___ Data to process
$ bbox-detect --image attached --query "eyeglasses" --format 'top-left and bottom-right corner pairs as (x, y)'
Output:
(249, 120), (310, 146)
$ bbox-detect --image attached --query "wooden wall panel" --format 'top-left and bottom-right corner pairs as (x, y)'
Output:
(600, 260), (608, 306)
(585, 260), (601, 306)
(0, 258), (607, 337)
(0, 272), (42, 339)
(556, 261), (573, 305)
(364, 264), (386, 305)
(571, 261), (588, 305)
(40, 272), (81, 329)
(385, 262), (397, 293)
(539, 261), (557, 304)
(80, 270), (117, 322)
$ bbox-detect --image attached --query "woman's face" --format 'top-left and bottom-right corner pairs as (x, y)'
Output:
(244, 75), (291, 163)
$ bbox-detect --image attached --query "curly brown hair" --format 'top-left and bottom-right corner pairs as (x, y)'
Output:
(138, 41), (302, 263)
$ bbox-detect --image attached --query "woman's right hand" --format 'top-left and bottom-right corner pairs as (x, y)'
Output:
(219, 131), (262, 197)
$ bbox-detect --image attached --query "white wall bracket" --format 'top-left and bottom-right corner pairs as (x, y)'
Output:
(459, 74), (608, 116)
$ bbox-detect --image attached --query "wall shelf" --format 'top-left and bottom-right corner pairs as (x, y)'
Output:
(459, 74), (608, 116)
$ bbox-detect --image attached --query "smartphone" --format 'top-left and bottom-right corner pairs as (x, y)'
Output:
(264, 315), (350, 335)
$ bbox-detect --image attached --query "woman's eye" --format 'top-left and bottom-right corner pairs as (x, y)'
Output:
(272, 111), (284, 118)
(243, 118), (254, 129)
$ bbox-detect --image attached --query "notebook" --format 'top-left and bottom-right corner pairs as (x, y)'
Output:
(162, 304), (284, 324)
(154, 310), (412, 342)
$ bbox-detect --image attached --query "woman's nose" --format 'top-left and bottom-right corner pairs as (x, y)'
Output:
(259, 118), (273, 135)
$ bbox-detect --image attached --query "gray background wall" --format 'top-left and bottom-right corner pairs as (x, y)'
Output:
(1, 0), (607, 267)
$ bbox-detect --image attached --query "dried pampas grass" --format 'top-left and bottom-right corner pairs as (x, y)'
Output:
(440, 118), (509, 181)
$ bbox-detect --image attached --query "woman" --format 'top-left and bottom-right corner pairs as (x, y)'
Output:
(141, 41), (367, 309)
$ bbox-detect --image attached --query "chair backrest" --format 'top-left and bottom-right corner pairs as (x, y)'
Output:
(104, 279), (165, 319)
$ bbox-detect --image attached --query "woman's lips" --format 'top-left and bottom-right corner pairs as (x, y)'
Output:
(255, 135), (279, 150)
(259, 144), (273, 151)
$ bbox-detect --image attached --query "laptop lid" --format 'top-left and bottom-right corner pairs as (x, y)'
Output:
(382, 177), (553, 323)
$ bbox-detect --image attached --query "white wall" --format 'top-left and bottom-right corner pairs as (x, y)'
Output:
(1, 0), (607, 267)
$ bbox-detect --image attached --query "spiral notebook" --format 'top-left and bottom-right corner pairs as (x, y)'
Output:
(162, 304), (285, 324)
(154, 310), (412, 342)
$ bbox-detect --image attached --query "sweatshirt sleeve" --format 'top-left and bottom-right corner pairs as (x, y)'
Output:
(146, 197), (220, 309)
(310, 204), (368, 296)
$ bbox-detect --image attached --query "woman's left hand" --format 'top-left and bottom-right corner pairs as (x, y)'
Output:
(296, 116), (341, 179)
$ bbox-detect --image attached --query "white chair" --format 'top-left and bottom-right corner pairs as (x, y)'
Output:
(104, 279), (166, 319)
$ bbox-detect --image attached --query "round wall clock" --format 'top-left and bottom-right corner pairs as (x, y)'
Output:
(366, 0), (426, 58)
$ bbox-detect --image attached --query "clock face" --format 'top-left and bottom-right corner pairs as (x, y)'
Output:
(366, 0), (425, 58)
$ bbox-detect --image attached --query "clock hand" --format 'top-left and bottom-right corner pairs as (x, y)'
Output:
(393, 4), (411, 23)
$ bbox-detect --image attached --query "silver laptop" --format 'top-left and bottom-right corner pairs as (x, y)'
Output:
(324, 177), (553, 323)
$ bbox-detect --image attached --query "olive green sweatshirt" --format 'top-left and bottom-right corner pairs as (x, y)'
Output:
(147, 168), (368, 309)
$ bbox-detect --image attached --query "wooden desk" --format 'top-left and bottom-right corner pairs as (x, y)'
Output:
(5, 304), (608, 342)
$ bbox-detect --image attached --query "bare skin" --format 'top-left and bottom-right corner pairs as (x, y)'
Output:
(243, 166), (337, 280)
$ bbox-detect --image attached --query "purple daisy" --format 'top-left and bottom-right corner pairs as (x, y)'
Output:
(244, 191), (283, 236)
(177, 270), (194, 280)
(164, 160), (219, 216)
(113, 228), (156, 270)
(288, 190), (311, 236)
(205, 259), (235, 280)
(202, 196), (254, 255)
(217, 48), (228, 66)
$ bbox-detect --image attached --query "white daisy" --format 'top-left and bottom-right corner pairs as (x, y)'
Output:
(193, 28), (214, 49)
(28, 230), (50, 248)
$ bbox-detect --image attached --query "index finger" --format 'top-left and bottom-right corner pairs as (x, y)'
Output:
______
* _Work order_
Wherever the string "daisy" appears in the data above, copy the line it sits in.

* _The completed task_
$ bbox-detect --image attached --query "purple daisy" --format 'top-left and bottom-right corner pairs as (x, y)'
$ bbox-detect --image attached --query "white daisy" --format 'top-left and bottom-right corner pairs as (x, y)'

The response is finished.